■ Passage
All of lore.kernel.org
 help / color / mirror / Atom feed
* [PATCH nf v3 1/1] bridge: br_netfilter: pin bridge device while NFQUEUE holds fake dst
@ 2026-06-04 17:32 Ren Wei
  2026-06-04 23:36 ` Florian Westphal
  0 siblings, 1 reply; 2+ messages in thread
From: Ren Wei @ 2026-06-04 17:32 UTC (permalink / raw)
  To: netfilter-devel
  Cc: pablo, fw, phil, yuantan098, yifanwucs, tomapufckgml, bird,
	royenheart, n05ec

From: Haoze Xie <royenheart@gmail.com>

The bridge netfilter fake rtable is embedded in struct net_bridge and is
attached to bridged packets with skb_dst_set_noref(). If such a packet is
queued to NFQUEUE, __nf_queue() upgrades that fake dst with
skb_dst_force().

At that point the queued skb can hold a real dst reference after bridge
teardown has started. The problem is not that every bridged packet needs
its own dst reference. The problem is that NFQUEUE can keep the bridge
private fake dst alive after unregister begins.

Fix this by keeping the bridge fake dst model unchanged and pinning the
bridge master device only while the packet sits in NFQUEUE. Record the
bridge device in nf_queue_entry when the queued skb carries a bridge fake
dst, take a device reference for the queue lifetime, and drop it when the
queue entry is freed.

This keeps netdev_priv(br->dev) alive until verdict completion, so the
embedded fake rtable and its metrics backing storage cannot be freed out
from under dst_release(). It also avoids the constant refcount bump and
avoids using ipv4-specific dst helpers for IPv6 bridge traffic.

Fixes: 34666d467cbf ("netfilter: bridge: move br_netfilter out of the core")
Cc: stable@kernel.org
Reported-by: Yuan Tan <yuantan098@gmail.com>
Reported-by: Yifan Wu <yifanwucs@gmail.com>
Reported-by: Juefei Pu <tomapufckgml@gmail.com>
Reported-by: Xin Liu <bird@lzu.edu.cn>
Signed-off-by: Haoze Xie <royenheart@gmail.com>
Signed-off-by: Ren Wei <n05ec@lzu.edu.cn>
---
Changes in v3:
  - drop the per-packet fake dst refcounting from v2
  - stop using ipv4-specific dst helpers for the fake dst
  - keep the existing bridge fake rtable model unchanged on the fast path
  - pin the bridge master device only when NFQUEUE upgrades a fake dst
  into an asynchronous queued reference
  - v2 Link: https://lore.kernel.org/all/831936f111e6e1f435f4f6247d07fe6a6624d271.1779680014.git.royenheart@gmail.com/
changes in v2:
  - spell out how NFQUEUE upgrades the fake dst into a real reference
  - switch to rt_dst_alloc() instead of br_netfilter-private dst_ops state
  - detach the bridge device with dst_dev_put() during teardown
  - keep the ref-holding contract local to bridge_parent_rtable()

■ Data shown
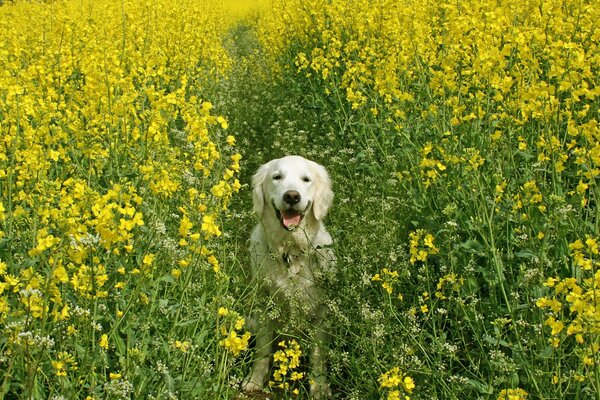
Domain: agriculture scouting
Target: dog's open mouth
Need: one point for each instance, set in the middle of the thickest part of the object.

■ Required work
• a. From the patch email, list every person named in a Reported-by tag.
• b. Reproduce the patch email from "The bridge netfilter" up to and including "after unregister begins.".
You won't need the lines for this.

■ Task answers
• a. Yuan Tan, Yifan Wu, Juefei Pu, Xin Liu

• b.
The bridge netfilter fake rtable is embedded in struct net_bridge and is
attached to bridged packets with skb_dst_set_noref(). If such a packet is
queued to NFQUEUE, __nf_queue() upgrades that fake dst with
skb_dst_force().

At that point the queued skb can hold a real dst reference after bridge
teardown has started. The problem is not that every bridged packet needs
its own dst reference. The problem is that NFQUEUE can keep the bridge
private fake dst alive after unregister begins.